### Daftar Tugas
1) Salin bagian teks tentang industri kertas dan deforestasi mulai dari "Industri Kertas dan" sampai dengan "bola per menit.".
2) Temukan setiap baris data yang memuat kata "stone", lalu tuliskan baris-baris itu.

### Teks Sumber
>>>>>

Industri Kertas dan Deforestasi Hutan, Haruskah Beralih Pada Dunia Digital ?

Share on facebook
Share on google
Share on twitter
Share on linkedin
Ilustrasi oleh Liputan6,com
Ilustrasi oleh Liputan6,com

Penggunaan kertas di Indonesia bisa dibilang cukup tinggi. Bahkan menurut kementerian perindustrian republik Indonesia (Kemenperin), pada tahun 2013 Indonesia menempati peringkat ke-9 untuk produsen pulp terbesar di dunia dan ke-6 untuk produsen kertas di dunia.

Disisi lain, menurut Forest Watch Indonesia (FWI) pada bukunya yang diterbitkan pada tahun 2018, berjudul “Deforestasi Tanpa Henti : Potret Deforestasi di Sumatera Utara, Kalimantan Timur dan Maluku” mengatakan bahwa pada periode tahun 2009 hingga 2013, hutan Indonesa hilang seluas 1,13 juta hektar setiap tahunnya. Menurut FWI, kecepatan hilangnya hutan Indonesia tersebut setara dengan tiga kali luas lapangan sepak bola per menit.

Tidak mengherankan apabila besarnya produksi kertas dan isu deforestasi hutan tersebut akhirnya membuat para pemerhati lingkungan merasa khawatir. Hingga akhirnya muncul berbagai gerakan untuk hemat kertas. Salah satu cara yang paling banyak digunakan saat ini adalah dengan menggunakan media digital sebagai pengganti kertas.

Kesehatan

Dari sisi kesehatan, penggunaan kertas dirasa lebih sehat daripada penggunaan gawai. Beberapa hal yang dikhawatirkan masyarakat ketika terlalu lama menggunakan gawai seperti laptop dan ponsel pintar adalah radiasi, kesehatan mata dan keluhan otot. Bahkan beberapa artikel mengatakan bahwa radiasi elektromagnetik dapat mengakibatkan kanker seperti leukemia.

Meskipun begitu, membaca melalui media cetak seperti koran, skripsi, novel dan lain sebagainya tidak serta merta akan terbebas dari gangguang kesehatan. Posisi membaca yang tidak tepat, pencahayaan yang kurang dan intensitas membaca juga dapat mempengaruhi kesehatan mata seperti rabun jauh.

<<<<<

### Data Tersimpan
>>>>>

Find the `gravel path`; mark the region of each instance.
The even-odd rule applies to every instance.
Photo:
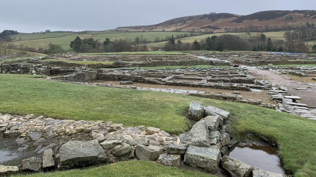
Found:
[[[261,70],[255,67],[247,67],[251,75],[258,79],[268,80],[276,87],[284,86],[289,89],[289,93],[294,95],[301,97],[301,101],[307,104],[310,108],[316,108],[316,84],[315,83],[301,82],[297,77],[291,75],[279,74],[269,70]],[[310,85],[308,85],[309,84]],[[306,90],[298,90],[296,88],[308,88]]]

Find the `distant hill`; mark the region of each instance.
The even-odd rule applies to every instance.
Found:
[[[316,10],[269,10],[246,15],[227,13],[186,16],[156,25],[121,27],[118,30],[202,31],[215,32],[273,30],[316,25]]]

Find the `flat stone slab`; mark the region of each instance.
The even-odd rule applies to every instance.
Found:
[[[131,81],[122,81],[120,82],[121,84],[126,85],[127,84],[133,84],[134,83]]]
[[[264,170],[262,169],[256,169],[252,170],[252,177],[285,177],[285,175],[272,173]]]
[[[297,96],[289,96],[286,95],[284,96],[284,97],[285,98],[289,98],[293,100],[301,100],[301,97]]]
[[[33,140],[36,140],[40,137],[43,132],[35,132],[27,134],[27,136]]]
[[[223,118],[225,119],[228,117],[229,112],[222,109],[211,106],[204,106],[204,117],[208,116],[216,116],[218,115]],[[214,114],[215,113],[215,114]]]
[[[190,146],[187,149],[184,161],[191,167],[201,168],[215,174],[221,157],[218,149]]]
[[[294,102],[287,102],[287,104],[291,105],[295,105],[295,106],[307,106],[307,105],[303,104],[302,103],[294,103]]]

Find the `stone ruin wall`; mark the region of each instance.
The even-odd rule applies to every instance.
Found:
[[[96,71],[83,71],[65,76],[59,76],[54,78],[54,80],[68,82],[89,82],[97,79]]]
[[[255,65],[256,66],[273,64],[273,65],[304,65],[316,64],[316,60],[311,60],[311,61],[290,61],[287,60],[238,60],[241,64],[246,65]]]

<<<<<

### Jawaban Soal
1)
Industri Kertas dan Deforestasi Hutan, Haruskah Beralih Pada Dunia Digital ?

Share on facebook
Share on google
Share on twitter
Share on linkedin
Ilustrasi oleh Liputan6,com
Ilustrasi oleh Liputan6,com

Penggunaan kertas di Indonesia bisa dibilang cukup tinggi. Bahkan menurut kementerian perindustrian republik Indonesia (Kemenperin), pada tahun 2013 Indonesia menempati peringkat ke-9 untuk produsen pulp terbesar di dunia dan ke-6 untuk produsen kertas di dunia.

Disisi lain, menurut Forest Watch Indonesia (FWI) pada bukunya yang diterbitkan pada tahun 2018, berjudul “Deforestasi Tanpa Henti : Potret Deforestasi di Sumatera Utara, Kalimantan Timur dan Maluku” mengatakan bahwa pada periode tahun 2009 hingga 2013, hutan Indonesa hilang seluas 1,13 juta hektar setiap tahunnya. Menurut FWI, kecepatan hilangnya hutan Indonesia tersebut setara dengan tiga kali luas lapangan sepak bola per menit.

2)
Find the `flat stone slab`; mark the region of each instance.
Find the `stone ruin wall`; mark the region of each instance.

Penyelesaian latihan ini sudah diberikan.